### TEXTO PROPORCIONADO

───

A nadie se le escapa que la posición defendida en este artículo desde la lógica juridicial reentronca con una tradición que -- reaccionando contra la jurisprudencia de conceptos (precursora del normativismo)-- recalcó los vínculos entre el derecho y los hechos sociales; tradición de los juristas sociólogos, principalmente de la escuela francesa a partir de Gény. V. Ramón Soriano, Sociología del derecho, Ariel, 1997, pp. 119ss.


[NOTA 12]

En su libro Teoría pura del derecho (Bogotá: Temis, 1992, trad. J. Guerrero, p. 96), Mario G. Losano dice: «Tan radical es la separación kelseniana entre Sein y Sollen como dialéctica es la concepción de Georg Simmel sobre las relaciones entre realidad y deber-ser». Kelsen asume, en efecto, en su máxima radicalidad --que suavizará más tarde-- la oposición total entre lo normativo y lo fáctico. Sobre las relaciones entre validez y eficacia, v. ibid., pp. 142ss. V. también Juan Antonio García Amado, Hans Kelsen y la norma fundamental, Madrid: Marcial Pons, 1996, pp. 124ss. V. también el estudio preliminar de Luis Recaséns Siches en Hans Kelsen, Compendio de teoría general del Estado, México: Colofón, 1992, pp. 17ss. (Trad. de L. Recaséns y J. de Azcárate.)

───

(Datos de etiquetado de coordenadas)
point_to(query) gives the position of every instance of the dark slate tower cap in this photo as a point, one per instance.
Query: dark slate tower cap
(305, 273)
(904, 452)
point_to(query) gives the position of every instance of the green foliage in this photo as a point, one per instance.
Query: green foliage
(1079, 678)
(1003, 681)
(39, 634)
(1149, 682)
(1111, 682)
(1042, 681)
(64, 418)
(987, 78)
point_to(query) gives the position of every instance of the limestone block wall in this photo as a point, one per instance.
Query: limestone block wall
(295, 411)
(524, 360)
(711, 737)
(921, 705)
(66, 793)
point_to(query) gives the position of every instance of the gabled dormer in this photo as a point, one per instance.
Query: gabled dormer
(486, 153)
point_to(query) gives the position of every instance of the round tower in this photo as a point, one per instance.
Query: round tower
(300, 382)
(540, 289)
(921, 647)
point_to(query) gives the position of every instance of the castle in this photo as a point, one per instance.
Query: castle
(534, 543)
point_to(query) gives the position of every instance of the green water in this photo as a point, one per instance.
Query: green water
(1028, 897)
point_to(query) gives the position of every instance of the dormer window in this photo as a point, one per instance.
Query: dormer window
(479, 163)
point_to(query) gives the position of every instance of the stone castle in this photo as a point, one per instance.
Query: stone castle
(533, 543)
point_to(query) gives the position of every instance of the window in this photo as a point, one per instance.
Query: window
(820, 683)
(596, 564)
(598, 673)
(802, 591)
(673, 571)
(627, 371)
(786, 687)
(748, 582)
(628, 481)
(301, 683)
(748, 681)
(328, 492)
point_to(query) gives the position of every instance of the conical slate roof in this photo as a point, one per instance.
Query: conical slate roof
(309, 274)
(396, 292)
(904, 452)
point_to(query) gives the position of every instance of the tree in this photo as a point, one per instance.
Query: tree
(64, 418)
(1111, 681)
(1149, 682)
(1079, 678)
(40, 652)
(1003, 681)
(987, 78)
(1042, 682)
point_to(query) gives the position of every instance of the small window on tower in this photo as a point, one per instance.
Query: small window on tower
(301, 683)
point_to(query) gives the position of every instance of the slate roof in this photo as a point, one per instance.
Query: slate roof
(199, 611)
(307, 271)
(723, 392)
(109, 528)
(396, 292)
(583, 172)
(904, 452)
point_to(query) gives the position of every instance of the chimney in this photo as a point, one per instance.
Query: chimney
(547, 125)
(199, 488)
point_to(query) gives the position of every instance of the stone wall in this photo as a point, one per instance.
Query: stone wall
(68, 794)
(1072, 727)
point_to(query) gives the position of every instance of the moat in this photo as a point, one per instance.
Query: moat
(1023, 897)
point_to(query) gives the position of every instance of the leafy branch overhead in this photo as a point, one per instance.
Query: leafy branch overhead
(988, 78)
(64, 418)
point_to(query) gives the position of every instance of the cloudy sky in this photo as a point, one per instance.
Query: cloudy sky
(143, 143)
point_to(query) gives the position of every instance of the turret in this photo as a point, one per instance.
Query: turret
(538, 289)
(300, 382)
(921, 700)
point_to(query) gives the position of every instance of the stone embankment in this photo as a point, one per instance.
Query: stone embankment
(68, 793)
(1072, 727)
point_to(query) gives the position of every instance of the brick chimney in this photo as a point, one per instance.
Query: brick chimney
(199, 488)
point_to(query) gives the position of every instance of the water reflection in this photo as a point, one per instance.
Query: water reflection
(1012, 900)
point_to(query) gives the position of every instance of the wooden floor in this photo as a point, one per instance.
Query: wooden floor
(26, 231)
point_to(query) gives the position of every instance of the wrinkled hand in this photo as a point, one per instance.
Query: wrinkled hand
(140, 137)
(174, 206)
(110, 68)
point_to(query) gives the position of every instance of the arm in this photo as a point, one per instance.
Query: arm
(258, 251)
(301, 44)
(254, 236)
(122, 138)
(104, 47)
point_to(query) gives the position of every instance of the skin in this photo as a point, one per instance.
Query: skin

───

### TAREAS REQUERIDAS
a – Según el texto sobre Kelsen, ¿a partir de qué autor se sitúa la escuela francesa de los juristas sociólogos?
b – Traduce al inglés esta oración del texto sobre Kelsen: «Kelsen asume, en efecto, en su máxima radicalidad --que suavizará más tarde-- la oposición total entre lo normativo y lo fáctico.»
c – Prolonga el texto sobre Kelsen a partir del punto en que termina.

### RESPUESTAS
a – A partir de Gény.

b – Kelsen indeed adopts, in its utmost radicalness (which he would later soften), the total opposition between the normative and the factual.

c –
[NOTA 13]

Una originalidad relativa. Como es bien sabido, dos de los máximos jusfilósofos decimonónicos, Savigny y Bentham, vincularon la vigencia normativa a circunstancias fácticas, estimando ambos que, de no concurrir determinados hechos, la norma no existe; a la vez, discreparon en lo tocante al influjo del derecho sobre la realidad social fáctica. V. Carlos Santiago Nino, Introducción al análisis del derecho, Ariel, 1991 (4ª ed.), pp. 299ss.


[NOTA 14]

La vinculación de lo jurídico y lo fáctico no ha sido ajena a todo el pensamiento jusfilosófico del siglo XX. Para Hart, la regla de reconocimiento es una cuestión de hecho. V. Mª José Falcón y Tella, Concepto y fundamento de la validez del derecho, Madrid: Civitas, 1994, p.221. Sobre la noción de hecho normativo en Gurvitch (las normas son válidas porque responden a las exigencias que surgen del mismo fondo de la sociedad) y sobre la regla jurídica como ley de la sociedad en León Duguit, v. ibid, pp. 282ss. Duguit insiste en entender la ley como un imperativo hipotético, aunque le faltara el instrumental lógico para conceptualizar su idea de manera rigurosa.


[NOTA 15]

Debo esta objeción a la lectura de Manuel Atienza, en su libro El Derecho como argumentación, Barcelona; Ariel, 2006, p. 140.


[NOTA 16]

Este diálogo no pretende todavía brindar una respuesta concluyente a la objeción. Volveré sobre el asunto con mayor detenimiento en el §13.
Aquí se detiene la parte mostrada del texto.